:: Data listing ::
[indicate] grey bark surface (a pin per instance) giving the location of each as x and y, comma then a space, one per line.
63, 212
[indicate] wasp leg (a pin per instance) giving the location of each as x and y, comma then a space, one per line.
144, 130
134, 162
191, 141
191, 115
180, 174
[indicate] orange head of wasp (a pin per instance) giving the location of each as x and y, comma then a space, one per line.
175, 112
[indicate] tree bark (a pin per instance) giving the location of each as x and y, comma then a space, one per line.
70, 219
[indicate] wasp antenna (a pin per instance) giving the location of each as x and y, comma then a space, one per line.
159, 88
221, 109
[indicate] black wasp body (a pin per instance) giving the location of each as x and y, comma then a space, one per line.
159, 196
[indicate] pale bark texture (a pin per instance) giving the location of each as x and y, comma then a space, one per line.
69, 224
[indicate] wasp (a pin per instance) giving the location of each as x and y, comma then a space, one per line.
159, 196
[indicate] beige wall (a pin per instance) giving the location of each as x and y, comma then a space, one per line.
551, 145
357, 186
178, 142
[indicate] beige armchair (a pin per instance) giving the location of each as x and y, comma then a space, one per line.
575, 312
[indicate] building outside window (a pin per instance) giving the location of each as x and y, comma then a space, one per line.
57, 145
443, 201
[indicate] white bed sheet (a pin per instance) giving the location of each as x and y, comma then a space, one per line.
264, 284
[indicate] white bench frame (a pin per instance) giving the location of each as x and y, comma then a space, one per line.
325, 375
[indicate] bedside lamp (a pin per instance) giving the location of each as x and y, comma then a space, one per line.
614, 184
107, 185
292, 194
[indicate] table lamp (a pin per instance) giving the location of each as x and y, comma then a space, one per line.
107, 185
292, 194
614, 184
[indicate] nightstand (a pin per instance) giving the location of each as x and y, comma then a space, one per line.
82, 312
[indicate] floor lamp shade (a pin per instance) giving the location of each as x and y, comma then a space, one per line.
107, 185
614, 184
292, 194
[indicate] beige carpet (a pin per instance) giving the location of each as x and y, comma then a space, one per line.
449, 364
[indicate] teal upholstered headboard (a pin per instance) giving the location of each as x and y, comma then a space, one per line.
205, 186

:: What you should do ::
Copy every line above word for word, in the same order and with the same punctuation.

:: Answer for the task ::
[indicate] grey bark surface (a pin per instance) giving the location of each as x and y, comma then a space, one per line.
63, 212
[indicate] wasp leg (a pin per instance) giving the location of each as x and y, comma then a space, one per line.
144, 130
134, 162
191, 141
191, 115
180, 174
[indicate] orange head of wasp (a pin per instance) giving the location of each as x and y, comma then a space, one per line.
175, 112
[indicate] tree bark (a pin per instance) giving the location of each as x and y, comma then a space, one per line.
70, 219
[indicate] wasp antenna (a pin per instance) giving the location of each as x and y, comma then a space, one per line.
159, 88
221, 109
[indicate] black wasp body (a pin per instance) giving the location of each as x and y, comma then a space, one per line.
159, 196
[indicate] pale bark texture (a pin per instance) giving the location of each as x and y, comma then a space, one per line.
69, 224
[indicate] wasp (a pin per instance) giving the location of each as x and y, comma then a space, one per line.
159, 196
[indicate] beige wall (a pin per instance) giving the location of each as x and y, comma then a space, one per line.
551, 145
357, 186
178, 142
[indicate] beige armchair (a pin per instance) giving the location of each as x and y, comma then a space, one per line.
575, 312
[indicate] building outside window (a pin per instance) giving the location of each as x and y, comma then a space, one per line.
57, 145
443, 201
[indicate] white bed sheet (a pin per instance) giving the location of each as x and y, comma then a space, one per line.
264, 284
[indicate] white bench frame (a pin per instance) giving the location of each as x and y, comma then a space, one per line.
325, 375
[indicate] bedside lamp (a pin per instance) giving the location of each as x and y, comma then a space, one per line.
614, 184
107, 185
292, 194
[indicate] table lamp (a pin per instance) giving the location of each as x and y, comma then a space, one per line.
107, 185
292, 194
614, 184
[indicate] nightstand (a pin per instance) giving the location of each as x and y, comma then a space, one per line.
82, 312
[indicate] floor lamp shade (a pin per instance) giving the location of each as x and y, comma then a space, one per line.
107, 185
614, 184
292, 194
[indicate] beige carpet (a pin per instance) giving the location of each as x and y, comma then a space, one per line.
449, 364
[indicate] teal upholstered headboard (a pin per instance) giving the location of each as x and y, comma then a space, one per line.
205, 186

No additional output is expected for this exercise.